◆ MATERIAL FOR THIS EXERCISE:
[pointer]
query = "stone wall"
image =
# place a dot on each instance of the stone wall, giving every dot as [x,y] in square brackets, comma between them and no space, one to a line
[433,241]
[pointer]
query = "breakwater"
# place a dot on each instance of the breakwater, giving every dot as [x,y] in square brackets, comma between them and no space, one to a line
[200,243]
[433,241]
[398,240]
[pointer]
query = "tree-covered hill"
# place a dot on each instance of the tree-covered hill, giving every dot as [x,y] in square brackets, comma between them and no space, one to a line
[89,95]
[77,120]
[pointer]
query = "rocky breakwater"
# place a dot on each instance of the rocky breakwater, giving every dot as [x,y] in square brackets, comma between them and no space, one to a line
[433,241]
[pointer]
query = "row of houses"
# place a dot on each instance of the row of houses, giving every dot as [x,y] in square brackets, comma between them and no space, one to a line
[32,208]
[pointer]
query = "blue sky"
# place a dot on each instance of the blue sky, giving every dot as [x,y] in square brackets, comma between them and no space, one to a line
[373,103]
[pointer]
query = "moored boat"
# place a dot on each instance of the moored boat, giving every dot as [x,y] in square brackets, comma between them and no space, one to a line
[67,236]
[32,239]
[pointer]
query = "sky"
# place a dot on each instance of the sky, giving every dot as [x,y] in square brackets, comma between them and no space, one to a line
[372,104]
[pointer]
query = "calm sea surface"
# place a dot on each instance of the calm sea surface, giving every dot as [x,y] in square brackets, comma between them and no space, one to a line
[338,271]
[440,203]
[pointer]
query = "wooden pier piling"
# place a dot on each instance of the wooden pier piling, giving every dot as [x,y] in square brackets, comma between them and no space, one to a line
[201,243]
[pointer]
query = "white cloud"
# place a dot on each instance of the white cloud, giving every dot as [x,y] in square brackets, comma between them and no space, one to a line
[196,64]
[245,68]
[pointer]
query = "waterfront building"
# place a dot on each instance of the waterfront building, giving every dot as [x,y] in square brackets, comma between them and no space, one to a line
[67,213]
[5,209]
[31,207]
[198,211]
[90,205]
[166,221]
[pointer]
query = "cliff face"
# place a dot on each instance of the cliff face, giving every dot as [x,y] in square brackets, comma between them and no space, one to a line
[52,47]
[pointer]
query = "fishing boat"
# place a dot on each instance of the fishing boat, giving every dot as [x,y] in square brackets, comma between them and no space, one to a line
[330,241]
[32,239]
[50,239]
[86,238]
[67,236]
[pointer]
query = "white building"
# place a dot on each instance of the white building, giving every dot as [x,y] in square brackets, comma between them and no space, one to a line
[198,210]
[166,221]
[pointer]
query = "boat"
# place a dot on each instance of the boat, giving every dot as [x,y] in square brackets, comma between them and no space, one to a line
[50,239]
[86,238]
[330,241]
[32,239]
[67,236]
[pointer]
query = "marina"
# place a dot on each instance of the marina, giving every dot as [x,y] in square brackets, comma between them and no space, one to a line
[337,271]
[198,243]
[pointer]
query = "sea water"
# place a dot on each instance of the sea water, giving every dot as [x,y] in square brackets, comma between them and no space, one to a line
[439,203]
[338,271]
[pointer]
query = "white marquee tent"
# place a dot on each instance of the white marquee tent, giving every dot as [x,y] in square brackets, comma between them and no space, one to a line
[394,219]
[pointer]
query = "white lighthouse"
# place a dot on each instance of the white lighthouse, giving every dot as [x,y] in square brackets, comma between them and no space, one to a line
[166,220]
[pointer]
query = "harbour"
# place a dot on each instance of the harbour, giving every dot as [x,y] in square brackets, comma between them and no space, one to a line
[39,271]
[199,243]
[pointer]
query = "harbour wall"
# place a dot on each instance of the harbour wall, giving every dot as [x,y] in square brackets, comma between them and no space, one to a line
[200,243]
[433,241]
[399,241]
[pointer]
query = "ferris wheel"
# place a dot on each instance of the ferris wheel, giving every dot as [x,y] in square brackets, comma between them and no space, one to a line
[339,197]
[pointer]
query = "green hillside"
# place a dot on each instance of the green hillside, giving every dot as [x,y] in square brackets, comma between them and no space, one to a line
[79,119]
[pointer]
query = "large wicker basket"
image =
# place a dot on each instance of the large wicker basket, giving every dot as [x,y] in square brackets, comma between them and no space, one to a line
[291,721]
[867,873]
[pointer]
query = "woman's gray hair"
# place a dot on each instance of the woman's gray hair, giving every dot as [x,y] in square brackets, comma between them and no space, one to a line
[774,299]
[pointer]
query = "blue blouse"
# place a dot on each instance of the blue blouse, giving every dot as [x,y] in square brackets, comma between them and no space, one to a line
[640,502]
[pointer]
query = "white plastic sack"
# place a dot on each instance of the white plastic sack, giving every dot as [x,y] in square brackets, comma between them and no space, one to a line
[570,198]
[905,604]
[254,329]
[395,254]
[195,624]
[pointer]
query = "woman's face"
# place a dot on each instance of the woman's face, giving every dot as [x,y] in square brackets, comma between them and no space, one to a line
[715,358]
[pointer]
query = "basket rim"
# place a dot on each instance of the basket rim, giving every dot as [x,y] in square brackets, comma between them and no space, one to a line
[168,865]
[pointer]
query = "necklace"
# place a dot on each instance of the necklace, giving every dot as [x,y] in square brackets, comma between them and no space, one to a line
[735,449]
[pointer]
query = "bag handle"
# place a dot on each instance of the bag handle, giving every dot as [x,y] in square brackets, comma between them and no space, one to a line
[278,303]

◆ GIVEN INSTRUCTION:
Gather every line of the material above that contains the string "breakwater", treating uppercase and lowercase as different.

◆ SOLVED PROBLEM:
query = "breakwater"
# place a dot on each instance of the breakwater, giving every dot as [x,y] in square brackets, comma between them and no space, one to a line
query = "rocky breakwater"
# place a dot on each instance of the rocky breakwater, giving every dot as [x,y] in square brackets, comma between them and no space, one to a line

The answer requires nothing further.